● **PASSAGE PROVIDED**
--------------------------------
Effective management of primary care residency programs, particularly clinic operations, is critical to allow hospitals to develop and expand new residency programs and to produce practice-ready graduates. Although many of the concepts and variables introduced above are generally well known and regarded in the academic community, performance management oriented to the metrics specific to teaching environments is generally not a focus of clinic operations. When the operating parameters unique to the teaching setting are acknowledged and managed, the productivity potential of the CMS PCE dramatically increases.
--------------------------------
Natural-language object grounding data
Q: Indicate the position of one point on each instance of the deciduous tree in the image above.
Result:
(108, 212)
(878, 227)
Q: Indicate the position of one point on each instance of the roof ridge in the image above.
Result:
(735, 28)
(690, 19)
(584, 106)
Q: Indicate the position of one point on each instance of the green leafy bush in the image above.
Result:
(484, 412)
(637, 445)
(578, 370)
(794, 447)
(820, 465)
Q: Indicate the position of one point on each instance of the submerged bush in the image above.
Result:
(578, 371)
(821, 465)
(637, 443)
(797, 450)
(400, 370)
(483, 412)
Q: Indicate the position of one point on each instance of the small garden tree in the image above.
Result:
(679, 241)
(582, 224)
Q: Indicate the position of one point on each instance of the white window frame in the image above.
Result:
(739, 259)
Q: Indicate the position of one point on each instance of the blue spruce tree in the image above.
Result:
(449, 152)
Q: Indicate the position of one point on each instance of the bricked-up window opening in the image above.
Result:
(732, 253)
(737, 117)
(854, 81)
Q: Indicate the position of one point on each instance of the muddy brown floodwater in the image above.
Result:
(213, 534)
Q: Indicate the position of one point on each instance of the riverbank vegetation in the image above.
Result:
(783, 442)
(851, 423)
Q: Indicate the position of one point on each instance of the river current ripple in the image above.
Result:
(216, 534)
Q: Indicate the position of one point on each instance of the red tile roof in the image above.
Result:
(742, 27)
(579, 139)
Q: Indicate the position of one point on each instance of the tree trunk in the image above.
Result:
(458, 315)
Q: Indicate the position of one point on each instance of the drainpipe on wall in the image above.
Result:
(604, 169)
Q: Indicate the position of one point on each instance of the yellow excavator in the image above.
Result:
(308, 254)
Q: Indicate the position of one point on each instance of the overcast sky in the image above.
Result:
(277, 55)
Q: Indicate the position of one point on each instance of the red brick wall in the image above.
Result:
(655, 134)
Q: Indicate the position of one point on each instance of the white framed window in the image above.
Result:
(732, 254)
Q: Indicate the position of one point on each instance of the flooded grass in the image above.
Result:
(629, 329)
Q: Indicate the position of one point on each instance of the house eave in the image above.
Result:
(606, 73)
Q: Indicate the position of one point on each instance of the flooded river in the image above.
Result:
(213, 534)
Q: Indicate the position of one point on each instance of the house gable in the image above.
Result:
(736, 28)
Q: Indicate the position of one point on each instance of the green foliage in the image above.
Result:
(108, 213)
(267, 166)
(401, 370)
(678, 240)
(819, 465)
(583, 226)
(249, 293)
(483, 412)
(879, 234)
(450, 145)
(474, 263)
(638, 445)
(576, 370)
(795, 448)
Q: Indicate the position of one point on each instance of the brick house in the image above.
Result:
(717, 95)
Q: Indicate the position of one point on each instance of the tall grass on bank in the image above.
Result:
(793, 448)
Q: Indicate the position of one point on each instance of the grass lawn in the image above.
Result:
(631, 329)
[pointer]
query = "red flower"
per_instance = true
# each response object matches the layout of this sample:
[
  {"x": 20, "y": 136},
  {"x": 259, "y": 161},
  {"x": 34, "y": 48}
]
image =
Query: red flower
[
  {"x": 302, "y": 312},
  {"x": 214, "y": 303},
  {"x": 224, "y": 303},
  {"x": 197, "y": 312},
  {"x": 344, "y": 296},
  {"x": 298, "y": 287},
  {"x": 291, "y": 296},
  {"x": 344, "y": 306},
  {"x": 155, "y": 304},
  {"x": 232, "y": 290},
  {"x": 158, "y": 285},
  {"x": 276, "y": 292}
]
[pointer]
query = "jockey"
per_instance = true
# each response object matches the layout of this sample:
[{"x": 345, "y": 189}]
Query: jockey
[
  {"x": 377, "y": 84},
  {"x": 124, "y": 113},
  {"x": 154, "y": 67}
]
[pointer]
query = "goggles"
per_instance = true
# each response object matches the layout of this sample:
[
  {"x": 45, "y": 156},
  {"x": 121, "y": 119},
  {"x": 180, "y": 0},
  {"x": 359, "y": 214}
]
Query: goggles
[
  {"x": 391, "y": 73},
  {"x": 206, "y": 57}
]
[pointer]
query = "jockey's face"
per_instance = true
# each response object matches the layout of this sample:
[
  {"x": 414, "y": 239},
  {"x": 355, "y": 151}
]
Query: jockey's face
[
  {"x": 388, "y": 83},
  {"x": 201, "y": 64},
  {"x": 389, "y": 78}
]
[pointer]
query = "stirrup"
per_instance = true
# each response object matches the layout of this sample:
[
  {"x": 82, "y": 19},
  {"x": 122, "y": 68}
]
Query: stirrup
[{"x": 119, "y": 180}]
--------------------------------
● **WHAT TO WORK ON**
• A. According to the passage on residency clinic operations, what does effective management allow hospitals to do? List each one.
• B. Answer these questions from the passage on residency clinic operations:
(i) Which type of residency programs does it discuss?
(ii) What does it say is generally not a focus of clinic operations?
(iii) What dramatically increases once the operating parameters unique to the teaching setting are acknowledged and managed?
• C. Extend the passage on residency clinic operations, starting right after its final sentence.
The records are separate material and have no connection to the passage on residency clinic operations.

● **RESPONSES**
• A.
- Develop new residency programs
- Expand new residency programs
- Produce practice-ready graduates

• B.
(i) Primary care residency programs.
(ii) Performance management oriented to the metrics specific to teaching environments.
(iii) The productivity potential of the CMS PCE.

• C.
A superior outpatient teaching experience can include operational efficiencies while simultaneously complying with the accreditation requirements set forth by the ACGME and enhancing program quality. Structuring clinic operations based on these variables will improve economics and provide a vehicle for program expansion to improve access to the medically underserved community. This will enable underserved communities to address the physician shortage with qualified, efficient, practice-prepared physicians.